[Collected data]
★ ★ ★ ★ ★ ★ ★

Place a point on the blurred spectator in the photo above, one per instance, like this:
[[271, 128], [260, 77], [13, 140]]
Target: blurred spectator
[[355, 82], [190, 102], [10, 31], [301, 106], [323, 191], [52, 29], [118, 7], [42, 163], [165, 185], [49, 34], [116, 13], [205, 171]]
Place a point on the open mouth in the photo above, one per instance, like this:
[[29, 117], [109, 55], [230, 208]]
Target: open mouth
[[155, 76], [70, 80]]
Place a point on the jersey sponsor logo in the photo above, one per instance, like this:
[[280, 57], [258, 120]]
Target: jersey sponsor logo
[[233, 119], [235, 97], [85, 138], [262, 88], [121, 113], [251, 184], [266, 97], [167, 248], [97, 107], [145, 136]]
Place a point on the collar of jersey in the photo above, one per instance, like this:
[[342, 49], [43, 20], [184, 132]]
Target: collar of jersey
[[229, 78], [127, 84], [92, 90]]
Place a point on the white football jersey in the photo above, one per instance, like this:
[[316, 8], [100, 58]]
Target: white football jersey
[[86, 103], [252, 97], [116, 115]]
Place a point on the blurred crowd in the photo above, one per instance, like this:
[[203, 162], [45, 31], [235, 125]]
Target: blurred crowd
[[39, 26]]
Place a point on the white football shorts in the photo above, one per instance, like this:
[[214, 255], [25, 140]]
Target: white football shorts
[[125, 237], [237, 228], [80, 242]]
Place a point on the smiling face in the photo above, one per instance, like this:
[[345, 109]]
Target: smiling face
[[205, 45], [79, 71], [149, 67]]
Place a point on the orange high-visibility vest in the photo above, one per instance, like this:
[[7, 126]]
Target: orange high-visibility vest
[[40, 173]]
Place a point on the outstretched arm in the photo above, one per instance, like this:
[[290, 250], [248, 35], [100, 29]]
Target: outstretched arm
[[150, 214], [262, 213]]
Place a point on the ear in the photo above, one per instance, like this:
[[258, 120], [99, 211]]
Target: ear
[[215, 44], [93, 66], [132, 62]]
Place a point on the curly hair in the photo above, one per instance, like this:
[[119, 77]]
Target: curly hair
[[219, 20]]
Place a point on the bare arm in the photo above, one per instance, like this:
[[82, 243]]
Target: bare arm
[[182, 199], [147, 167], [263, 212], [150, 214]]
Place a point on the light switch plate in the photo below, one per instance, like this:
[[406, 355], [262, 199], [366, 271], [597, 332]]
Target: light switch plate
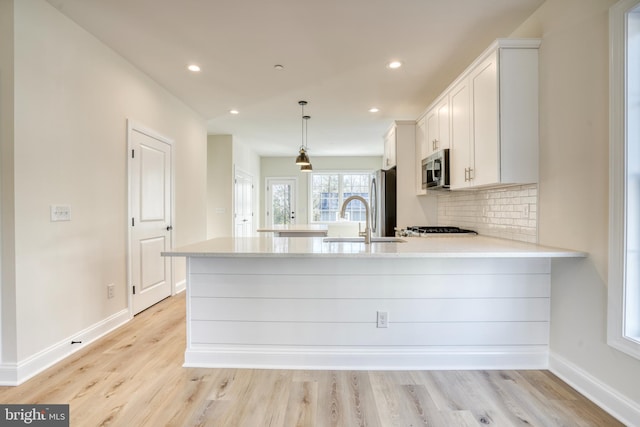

★ ★ ★ ★ ★ ★ ★

Convert every line of the records above into a JSON list of strings, one string per line, omitting blank lines and leaving out the pictures.

[
  "Place a point on the blurred spectator in the photo above, one per instance, like this:",
  "[[271, 128], [260, 77], [13, 140]]",
  "Target: blurred spectator",
  "[[355, 82], [190, 102], [10, 31], [301, 106], [323, 191], [52, 29], [118, 7], [42, 163], [165, 185], [49, 34], [116, 13], [205, 171]]",
  "Place a point on the open mouth in the photo above, one per instance, like this:",
  "[[29, 117], [109, 55], [230, 208]]",
  "Target: open mouth",
  "[[155, 76], [70, 80]]",
  "Place a point on the jersey sponsor logo in the photo above, one per instance, like this:",
  "[[280, 57], [258, 120]]",
  "Target: jersey sponsor logo",
  "[[233, 119], [235, 97], [85, 138], [262, 88], [121, 113], [251, 184], [266, 97], [167, 248], [97, 107], [145, 136]]",
  "Place a point on the collar of jersey in the photo above, one per instance, like this:",
  "[[342, 49], [43, 20], [184, 132]]",
  "Target: collar of jersey",
  "[[229, 78], [127, 84], [92, 90]]",
  "Place a point on the white football jersey in the photo above, one per instance, like this:",
  "[[316, 8], [100, 58]]",
  "Target: white football jersey",
  "[[86, 103], [252, 97], [116, 115]]",
  "Place a point on the blurred crowd in the photo above, one per instance, like this:",
  "[[203, 162], [45, 31], [235, 125]]",
  "Target: blurred crowd",
  "[[39, 26]]",
  "Place a point on the white football shorts in the photo above, one per instance, like this:",
  "[[214, 255], [25, 140]]",
  "Target: white football shorts",
  "[[125, 237], [237, 228], [80, 242]]",
  "Place a point on the smiling face in the photo above, one per instance, like this:",
  "[[345, 109]]",
  "Target: smiling face",
  "[[205, 45], [79, 71], [149, 67]]",
  "Place a point on the orange high-visibility vest in the photo above, one per instance, like this:",
  "[[7, 126]]",
  "Target: orange high-visibility vest",
  "[[40, 173]]",
  "Place a point on the outstretched arm in the photo above, one per instance, like this:",
  "[[290, 250], [248, 35], [100, 29]]",
  "Target: outstretched arm",
  "[[150, 214], [262, 213]]",
  "Place a point on the ear in the photo above, one per instance, like this:",
  "[[258, 120], [99, 211]]",
  "Target: ear",
  "[[215, 44], [93, 66], [132, 62]]",
  "Place a point on the curly hair in the photo above, one per instance, like this:",
  "[[119, 77]]",
  "Target: curly hair",
  "[[219, 20]]",
  "Place a point on the bare arm in the photo above, one per instance, like this:",
  "[[82, 243]]",
  "Target: bare arm",
  "[[182, 199], [147, 167], [263, 212], [150, 214]]",
  "Place a point on the light switch plate in the photo below, one per instance, like this:",
  "[[406, 355], [262, 199], [366, 271], [597, 332]]",
  "Target: light switch plate"
]